* _WHAT THIS TASK INVOLVES_: Reproduce every one of the entries below, line for line, with no changes at all.

[Dataset records]
○ ○ ○ ○ ○

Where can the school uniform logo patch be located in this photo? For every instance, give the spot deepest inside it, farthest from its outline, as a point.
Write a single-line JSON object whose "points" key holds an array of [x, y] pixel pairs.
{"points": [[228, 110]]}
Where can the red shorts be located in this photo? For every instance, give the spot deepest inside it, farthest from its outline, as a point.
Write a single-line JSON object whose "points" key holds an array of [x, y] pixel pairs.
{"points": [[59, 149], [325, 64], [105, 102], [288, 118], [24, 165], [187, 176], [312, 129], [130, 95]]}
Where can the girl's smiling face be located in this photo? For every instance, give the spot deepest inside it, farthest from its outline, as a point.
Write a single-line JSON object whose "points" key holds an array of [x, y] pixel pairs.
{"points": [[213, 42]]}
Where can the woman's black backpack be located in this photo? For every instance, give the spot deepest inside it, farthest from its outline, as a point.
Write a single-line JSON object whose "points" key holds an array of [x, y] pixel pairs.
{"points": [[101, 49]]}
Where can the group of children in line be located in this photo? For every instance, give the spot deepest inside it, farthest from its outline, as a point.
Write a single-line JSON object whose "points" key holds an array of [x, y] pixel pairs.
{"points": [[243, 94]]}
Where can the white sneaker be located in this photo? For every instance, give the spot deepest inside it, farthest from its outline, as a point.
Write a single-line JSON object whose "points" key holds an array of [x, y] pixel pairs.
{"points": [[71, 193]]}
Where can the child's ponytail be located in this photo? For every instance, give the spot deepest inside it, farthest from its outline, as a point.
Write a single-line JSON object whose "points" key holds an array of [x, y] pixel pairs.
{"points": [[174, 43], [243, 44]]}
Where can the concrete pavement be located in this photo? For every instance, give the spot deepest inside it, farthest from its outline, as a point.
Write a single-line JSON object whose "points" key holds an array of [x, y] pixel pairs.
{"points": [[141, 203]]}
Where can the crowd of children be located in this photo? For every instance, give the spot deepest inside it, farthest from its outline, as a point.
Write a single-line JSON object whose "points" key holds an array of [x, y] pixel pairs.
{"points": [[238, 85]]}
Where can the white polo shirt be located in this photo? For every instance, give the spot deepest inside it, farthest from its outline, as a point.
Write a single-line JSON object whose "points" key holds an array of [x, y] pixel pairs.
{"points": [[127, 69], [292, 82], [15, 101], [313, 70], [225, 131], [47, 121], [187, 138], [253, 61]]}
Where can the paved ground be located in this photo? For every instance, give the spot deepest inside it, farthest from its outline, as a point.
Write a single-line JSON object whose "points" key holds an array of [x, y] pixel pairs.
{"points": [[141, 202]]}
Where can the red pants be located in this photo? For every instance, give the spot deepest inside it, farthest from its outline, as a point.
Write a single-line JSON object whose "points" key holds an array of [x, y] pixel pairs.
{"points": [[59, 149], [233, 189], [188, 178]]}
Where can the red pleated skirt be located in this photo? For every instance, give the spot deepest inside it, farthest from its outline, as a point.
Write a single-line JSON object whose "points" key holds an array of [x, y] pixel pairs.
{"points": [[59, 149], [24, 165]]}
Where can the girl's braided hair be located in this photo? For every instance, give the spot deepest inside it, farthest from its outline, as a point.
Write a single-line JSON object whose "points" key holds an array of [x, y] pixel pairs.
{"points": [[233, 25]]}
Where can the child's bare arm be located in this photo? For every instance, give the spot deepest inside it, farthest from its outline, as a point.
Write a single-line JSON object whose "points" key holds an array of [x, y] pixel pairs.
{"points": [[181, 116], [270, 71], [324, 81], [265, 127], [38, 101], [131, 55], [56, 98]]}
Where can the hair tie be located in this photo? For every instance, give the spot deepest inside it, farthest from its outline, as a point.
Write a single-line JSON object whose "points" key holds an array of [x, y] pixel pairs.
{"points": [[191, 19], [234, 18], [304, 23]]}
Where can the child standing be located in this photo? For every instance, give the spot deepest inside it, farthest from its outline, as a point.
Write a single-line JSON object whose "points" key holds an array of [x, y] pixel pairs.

○ ○ ○ ○ ○

* _RESULT OF THE TASK_:
Where can the school uniform logo patch be located in this photo? For every instance, give the spot deepest inside it, farthest from its outline, as a point.
Write a single-line JSON object whose "points" key holds an array of [x, y] pixel pairs.
{"points": [[228, 110]]}
Where can the red shorts be located in this photo? For every instance, give the spot deepest inside it, farthest from its outline, as a point.
Write a single-line JSON object whose "points" key holds an array of [x, y] pixel pairs.
{"points": [[59, 149], [325, 64], [105, 102], [288, 118], [24, 165], [187, 176], [312, 129], [130, 95]]}
Where can the girl's smiling face be located in this photo? For every instance, give the spot deepest inside it, farthest from its outline, as a point.
Write a single-line JSON object whose "points" key holds an array of [x, y] pixel pairs.
{"points": [[213, 42]]}
Where can the woman's black backpack be located in this photo? For every instance, give the spot deepest inside it, farthest from its outline, as a point.
Write a single-line JSON object whose "points" key holds an array of [x, y] pixel pairs.
{"points": [[101, 49]]}
Where can the group of children in line be located in this photo? For every instance, give the spot deepest inside it, farthest from its outline, as a point.
Write a single-line JSON object whose "points" key holds an array of [x, y] pixel pairs.
{"points": [[243, 94]]}
Where can the white sneaker be located in this photo? For every instance, give the spot deepest inside it, farthest from its outline, as a point.
Write a single-line JSON object whose "points" key holds an array of [x, y] pixel pairs.
{"points": [[71, 193]]}
Where can the child's ponytail be located in this photo? For every instance, give the spot deepest inside it, farthest from its outline, as a point.
Write a single-line JSON object whose "points" key holds an array of [x, y] pixel pairs.
{"points": [[174, 43], [243, 44]]}
Where can the concrete pavement be located in this photo? For every instance, give the spot deepest inside it, farthest from its outline, as a point.
Write a single-line JSON object whose "points" key holds an array of [x, y] pixel pairs.
{"points": [[141, 203]]}
Where can the crowd of children be located in this photo? For every instance, give the spot deepest inside it, farthest from its outline, as a point.
Write a single-line JSON object whose "points" key holds an array of [x, y] pixel pairs.
{"points": [[238, 85]]}
Where can the white polo shirt be located in this photo? For every instance, give the spot deepest inside it, farthest from its outline, as a point.
Write a single-line JSON object whose "points" key holds an array of [x, y] pixel pairs.
{"points": [[127, 69], [292, 82], [15, 101], [313, 70], [225, 131], [47, 121], [187, 138], [253, 61]]}
Where can the paved ground be located in this photo? For every instance, give the spot deepest inside it, farthest from its outline, as a point.
Write a single-line JSON object whose "points" key holds an array of [x, y] pixel pairs.
{"points": [[141, 202]]}
Where can the red pants be located in this photo? For every instance, give the spot deepest inside it, farthest from its outline, as a point.
Write a single-line JSON object whose "points" key holds an array of [x, y] pixel pairs.
{"points": [[59, 149], [233, 189], [188, 178]]}
Where can the red pleated skirt be located in this photo? For every instance, give the spot deepest inside it, farthest from its outline, as a point.
Write a single-line JSON object whose "points" key holds an array of [x, y] pixel pairs.
{"points": [[59, 149], [24, 165]]}
Where can the girl's braided hair be located in this photo? For every instance, give the spot deepest inside it, farthest from its outline, as a point.
Write a single-line JSON object whose "points" key holds an array of [x, y] pixel pairs.
{"points": [[233, 25]]}
Where can the child's bare arm be located in this photo? For every instance, give the spot deepest inside it, farthest from its outline, as a point.
Write a single-line JSON object whose "points" key holds an array of [x, y] pixel pairs.
{"points": [[181, 116], [270, 71], [324, 81], [265, 127], [38, 101], [131, 55], [56, 98]]}
Where can the hair tie be located in this photo? For every instance, give the spot deepest inside it, farthest from its outline, as a point.
Write a single-line JSON object whose "points" key holds an array of [x, y] pixel pairs.
{"points": [[191, 19], [234, 18], [304, 23]]}
Where can the child standing be located in this photo? For every instance, give the spot deepest inside it, farthest from its outline, as a point.
Write a single-line JSON object whose "points" key holds an array of [x, y] pixel pairs.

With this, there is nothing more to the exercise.